■ Document text ■
==*==

# Keeps logging me out



## K-pax (Oct 29, 2016)

the last couple of days, when i go to the dashboard in the driver app, it shows me the login screen, like I’m not logged in. It doesn’t do it on any other screen, let’s me go online, sends me requests and I do trips like normal. Everything works as normal except for when I want to go to the dashboard and check my rating. I go through the lengthy re-login process (enter phone number, check keep my logged in, wait for text, enter the numbers, enter driver’s license number) to access the dashboard and it works for a while. Then, eventually it will show me as logged out again and I have to go through the process from the start again. It fixes it every time, but it’s a major PITA to have to do this when I’m out driving. Is this a bug? Has someone hacked my account? Anyone else experiencing/experienced this?


----------



## pizzaladee (May 23, 2018)

==*==

■ Data ■
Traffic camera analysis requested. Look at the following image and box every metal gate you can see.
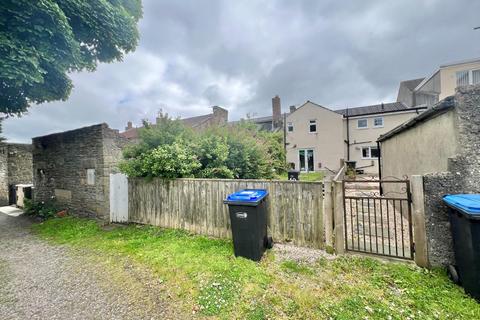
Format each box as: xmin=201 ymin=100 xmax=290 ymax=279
xmin=343 ymin=179 xmax=414 ymax=260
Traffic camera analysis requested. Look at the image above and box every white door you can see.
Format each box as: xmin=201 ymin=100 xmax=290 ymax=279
xmin=298 ymin=149 xmax=315 ymax=172
xmin=110 ymin=173 xmax=128 ymax=222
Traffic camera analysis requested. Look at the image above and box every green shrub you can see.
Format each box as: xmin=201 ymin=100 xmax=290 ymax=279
xmin=120 ymin=114 xmax=286 ymax=179
xmin=23 ymin=199 xmax=62 ymax=220
xmin=120 ymin=142 xmax=201 ymax=179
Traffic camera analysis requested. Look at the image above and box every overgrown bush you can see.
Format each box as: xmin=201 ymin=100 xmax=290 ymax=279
xmin=120 ymin=114 xmax=286 ymax=179
xmin=120 ymin=142 xmax=201 ymax=179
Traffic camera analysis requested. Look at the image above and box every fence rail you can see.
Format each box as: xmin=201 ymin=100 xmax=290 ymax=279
xmin=128 ymin=179 xmax=324 ymax=248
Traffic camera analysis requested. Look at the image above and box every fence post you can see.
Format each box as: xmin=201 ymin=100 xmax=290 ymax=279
xmin=410 ymin=175 xmax=429 ymax=267
xmin=333 ymin=181 xmax=345 ymax=254
xmin=323 ymin=180 xmax=334 ymax=252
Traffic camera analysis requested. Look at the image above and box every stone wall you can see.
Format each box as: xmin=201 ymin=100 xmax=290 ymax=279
xmin=0 ymin=143 xmax=33 ymax=205
xmin=33 ymin=124 xmax=125 ymax=218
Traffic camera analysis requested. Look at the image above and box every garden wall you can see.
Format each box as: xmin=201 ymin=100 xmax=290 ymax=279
xmin=0 ymin=143 xmax=33 ymax=205
xmin=379 ymin=85 xmax=480 ymax=266
xmin=128 ymin=179 xmax=324 ymax=248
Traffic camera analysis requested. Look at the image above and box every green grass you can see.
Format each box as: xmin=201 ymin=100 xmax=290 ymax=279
xmin=278 ymin=172 xmax=323 ymax=182
xmin=33 ymin=217 xmax=480 ymax=319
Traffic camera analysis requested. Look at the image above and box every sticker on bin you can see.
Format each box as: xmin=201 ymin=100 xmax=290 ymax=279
xmin=443 ymin=194 xmax=480 ymax=215
xmin=226 ymin=189 xmax=268 ymax=202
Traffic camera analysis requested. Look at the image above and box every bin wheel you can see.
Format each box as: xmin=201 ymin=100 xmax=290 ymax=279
xmin=265 ymin=237 xmax=273 ymax=249
xmin=447 ymin=264 xmax=460 ymax=284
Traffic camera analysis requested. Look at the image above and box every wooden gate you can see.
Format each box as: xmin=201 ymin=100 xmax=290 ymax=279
xmin=343 ymin=179 xmax=415 ymax=260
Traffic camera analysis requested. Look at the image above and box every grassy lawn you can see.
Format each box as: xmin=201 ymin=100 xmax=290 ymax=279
xmin=278 ymin=172 xmax=323 ymax=181
xmin=33 ymin=217 xmax=480 ymax=319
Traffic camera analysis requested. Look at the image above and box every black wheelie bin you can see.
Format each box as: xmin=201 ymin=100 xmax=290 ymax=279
xmin=224 ymin=189 xmax=272 ymax=261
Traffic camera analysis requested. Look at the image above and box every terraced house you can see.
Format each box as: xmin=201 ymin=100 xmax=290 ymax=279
xmin=286 ymin=101 xmax=426 ymax=174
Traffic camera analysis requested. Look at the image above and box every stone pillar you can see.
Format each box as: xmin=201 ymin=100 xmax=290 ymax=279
xmin=323 ymin=180 xmax=334 ymax=251
xmin=272 ymin=96 xmax=282 ymax=129
xmin=410 ymin=175 xmax=429 ymax=268
xmin=333 ymin=181 xmax=345 ymax=254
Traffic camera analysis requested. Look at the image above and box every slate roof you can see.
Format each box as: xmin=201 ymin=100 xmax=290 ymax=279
xmin=334 ymin=102 xmax=425 ymax=117
xmin=180 ymin=114 xmax=213 ymax=128
xmin=120 ymin=114 xmax=213 ymax=140
xmin=377 ymin=97 xmax=455 ymax=142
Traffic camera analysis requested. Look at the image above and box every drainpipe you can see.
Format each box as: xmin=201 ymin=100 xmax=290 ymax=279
xmin=377 ymin=141 xmax=383 ymax=195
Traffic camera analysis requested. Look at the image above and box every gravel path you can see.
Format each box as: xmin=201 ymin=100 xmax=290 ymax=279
xmin=0 ymin=213 xmax=188 ymax=320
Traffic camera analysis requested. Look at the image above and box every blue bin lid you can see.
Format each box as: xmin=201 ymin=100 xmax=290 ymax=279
xmin=225 ymin=189 xmax=268 ymax=203
xmin=443 ymin=194 xmax=480 ymax=217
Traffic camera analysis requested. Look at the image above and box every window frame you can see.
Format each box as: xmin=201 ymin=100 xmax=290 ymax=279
xmin=455 ymin=68 xmax=480 ymax=88
xmin=373 ymin=117 xmax=385 ymax=128
xmin=357 ymin=118 xmax=368 ymax=129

==*==

In the forum thread about the app logging its user out, list each step of the re-login process that the first post describes. The records have nothing to do with the forum thread.

1. Enter phone number
2. Check "keep me logged in"
3. Wait for the text
4. Enter the numbers
5. Enter driver's license number